Passage provided:
-- Start --
14. The basic argument by the Applicants is that orders for review are warranted here because they seek to provide more information about the estate that the Court did not have when it confirmed the Grant. They argue that they had instructed Messrs John Mburu Advocates to file an affidavit providing information regarding the concealment of important facts regarding the estate of distribution of the Deceased’s Estate. However, the Applicants say that they discovered later that the Advocates never filed their affidavit as instructed. As such, they were not involved in the process of Confirmation of Grant and hence ended up being severely prejudiced. Indeed, the Applicants argue that the result of the failure of their Advocates to file their affidavit was that the Court ended up being misled to distribute the estate of the Deceased to people who are not beneficiaries by law.
15. The Applicants insist that by dint of Section 39 of the Law of Succession Act, they are the closest relatives to the Deceased who should inherit his estate to the exclusion of the Respondents because they enjoy a higher degree of consanguinity to the Deceased than the Respondents.
16. The Applicants argue that the mistakes of Counsel should not be visited on clients. They cited Joseph Mwangi Mutero & Another v Rachel Wagithi Mutero (Succession Cause No. 76 of 2005) where, they argue, Justice Mativo remarked that Courts must readily excuse a mistake of Counsel if it affords a justiciable, expeditious and holistic disposal of a matter. Refusal or failure by an advocate to follow the instructions of a client to file an affidavit is sufficient reason or cause to review a resulting order or ruling, they Applicants argue. They also cited two Tanzanian cases: The Registered Trustees of the Archdiocese of Dar es Saalam v The Chairman Buju Village Government (Civil Appeal No. 147 of 2006) and Bamanya v Zaver (2001) 2 EA 329, DC. However, the Applicants advocates did not supply these cases to the Court. I was, therefore, unable to determine the holdings and reasoning of these persuasive authorities.
17. In actual fact, the Applicants’ lawyer has misapprehended the holding and reasoning of Justice Mativo in the Joseph Mwangi Mutero Case. In fact, Justice Mativo said the exact opposite of what they claim he said! Indeed, Justice Mativo was of the view that mistakes of counsel that amount to negligence, sloppiness, malfeasance and the like are not sufficient reason to review an otherwise valid Court order. It bears quoting Justive Mativo in extensowithout including internal quotations:
Counsel for the applicants strongly argued that the application before the court is premised on “sufficient reason.” The reason offered for the delay is that the applicants previous advocates are to blame for failing to take the necessary steps until the present advocates came on record. The crucial question to resolve is whether indeed the alleged failure on the part of the advocates constitutes sufficient reason. Discussing what constitutes “sufficient reason” in an application for review, the Supreme Court of India in the above cited case of Ajit Kumar Rath vs State of Orisa& Others stated “any other sufficient reason” ....... means a reason sufficiently analogous to those specified in the rule”
-- End --
Reproduce the succession ruling word for word from "14. The basic" to "beneficiaries by law.", including both end phrases.

Dataset section:
-- Start --
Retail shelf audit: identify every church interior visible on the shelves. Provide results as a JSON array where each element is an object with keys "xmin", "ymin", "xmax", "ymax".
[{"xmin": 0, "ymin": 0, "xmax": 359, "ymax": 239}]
-- End --
Written reply:
14. The basic argument by the Applicants is that orders for review are warranted here because they seek to provide more information about the estate that the Court did not have when it confirmed the Grant. They argue that they had instructed Messrs John Mburu Advocates to file an affidavit providing information regarding the concealment of important facts regarding the estate of distribution of the Deceased’s Estate. However, the Applicants say that they discovered later that the Advocates never filed their affidavit as instructed. As such, they were not involved in the process of Confirmation of Grant and hence ended up being severely prejudiced. Indeed, the Applicants argue that the result of the failure of their Advocates to file their affidavit was that the Court ended up being misled to distribute the estate of the Deceased to people who are not beneficiaries by law.